===== Extrait choisi
Alors que la situation de l'île de Mayotte, qui se trouve entre le continent africain etMadagascar, est devenue très difficile du fait de l'importance des flux migratoires irréguliers, le Défenseur des droits, Dominique Baudis, a adressé, vendredi 19 avril, ses recommandations au gouvernement. Ce document, que Le Monde a pu se procurer, fait suite à un déplacement de M. Baudis à Mayotte, en novembre 2012.
Les difficultés sont nombreuses sur l'île (Le Monde du 28 décembre 2012) mais le Défenseur des droits a pris le parti de cibler ses recommandations là où les atteintes aux droits sont, à ses yeux, les plus criantes : sur le sort des mineurs étrangers isolés. Ils sont environ 3 000 sur l'île de 376 km2, livrés plus ou moins à eux-mêmes, soit le tiers de tous ceux qui arrivent en métropole. La plupart de ces jeunes sont envoyés seuls par leur famille depuis les Comores, l'archipel voisin, distant de seulement 70 km et qui compte parmi les pays les plus pauvres au monde (139e sur 182). Beaucoup de mineurs se retrouvent aussi isolés après l'expulsion de leurs parents sans papiers, ces derniers préférant taire aux forces de l'ordre qu'ils ont des enfants sur l'île.
Or, estime M. Baudis, le manque de moyens pour résoudre ce que beaucoup d'experts considèrent comme une "bombe à retardement" ne peut plus être avancé. Le 1er janvier 2014, une enveloppe de 200 millions d'euros doit être débloquée par l'Union européenne pour les territoires ultramarins des Etats membres (Guadeloupe, Martinique, Canaries, Açores, etc.), considérés comme des régions "ultrapériphériques". Mayotte en fait partie.
==========
Questions à traiter:
a) Répondez aux questions suivantes d'après l'article sur Mayotte :
(i) Combien de mineurs étrangers isolés vivent à peu près sur l'île ?
(ii) Quelle distance sépare les Comores de Mayotte ?
(iii) Quel montant l'Union européenne doit-elle débloquer le 1er janvier 2014 ?
b) Transcrivez le passage de l'article sur Mayotte compris entre "Or, estime M." et "en fait partie.", bornes incluses.
Les items ne jouent aucun rôle dans cet exercice.
===== Données enregistrées
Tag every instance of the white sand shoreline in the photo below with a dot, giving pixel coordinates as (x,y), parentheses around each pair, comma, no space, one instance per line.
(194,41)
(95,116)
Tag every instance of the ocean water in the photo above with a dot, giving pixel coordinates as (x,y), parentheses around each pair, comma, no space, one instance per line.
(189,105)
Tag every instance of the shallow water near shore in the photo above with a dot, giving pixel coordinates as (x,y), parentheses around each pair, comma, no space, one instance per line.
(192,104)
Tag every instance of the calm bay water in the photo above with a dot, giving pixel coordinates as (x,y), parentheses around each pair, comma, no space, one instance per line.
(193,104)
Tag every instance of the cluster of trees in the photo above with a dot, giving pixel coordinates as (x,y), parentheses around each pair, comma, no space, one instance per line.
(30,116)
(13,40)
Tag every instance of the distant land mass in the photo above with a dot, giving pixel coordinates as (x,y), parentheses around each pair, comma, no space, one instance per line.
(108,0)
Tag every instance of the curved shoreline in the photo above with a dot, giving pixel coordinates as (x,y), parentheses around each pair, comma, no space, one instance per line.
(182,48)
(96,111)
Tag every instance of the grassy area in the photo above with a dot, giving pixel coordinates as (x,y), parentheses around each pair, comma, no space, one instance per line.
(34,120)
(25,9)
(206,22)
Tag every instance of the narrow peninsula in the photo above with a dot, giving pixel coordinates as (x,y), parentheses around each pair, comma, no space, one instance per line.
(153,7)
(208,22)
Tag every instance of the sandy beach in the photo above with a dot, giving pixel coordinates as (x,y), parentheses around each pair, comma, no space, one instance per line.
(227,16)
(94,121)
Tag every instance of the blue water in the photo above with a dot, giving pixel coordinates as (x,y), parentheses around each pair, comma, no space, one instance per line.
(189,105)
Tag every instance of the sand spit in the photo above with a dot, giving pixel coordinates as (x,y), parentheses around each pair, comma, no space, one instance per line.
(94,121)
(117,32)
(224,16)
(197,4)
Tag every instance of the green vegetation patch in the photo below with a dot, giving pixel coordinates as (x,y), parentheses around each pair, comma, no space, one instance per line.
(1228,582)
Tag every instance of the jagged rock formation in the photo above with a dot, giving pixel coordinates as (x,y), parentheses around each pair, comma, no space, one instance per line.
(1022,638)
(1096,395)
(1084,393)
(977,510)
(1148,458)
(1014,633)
==========
Réponses attendues:
a)
(i) Environ 3 000.
(ii) Seulement 70 km.
(iii) 200 millions d'euros.

b)
Or, estime M. Baudis, le manque de moyens pour résoudre ce que beaucoup d'experts considèrent comme une "bombe à retardement" ne peut plus être avancé. Le 1er janvier 2014, une enveloppe de 200 millions d'euros doit être débloquée par l'Union européenne pour les territoires ultramarins des Etats membres (Guadeloupe, Martinique, Canaries, Açores, etc.), considérés comme des régions "ultrapériphériques". Mayotte en fait partie.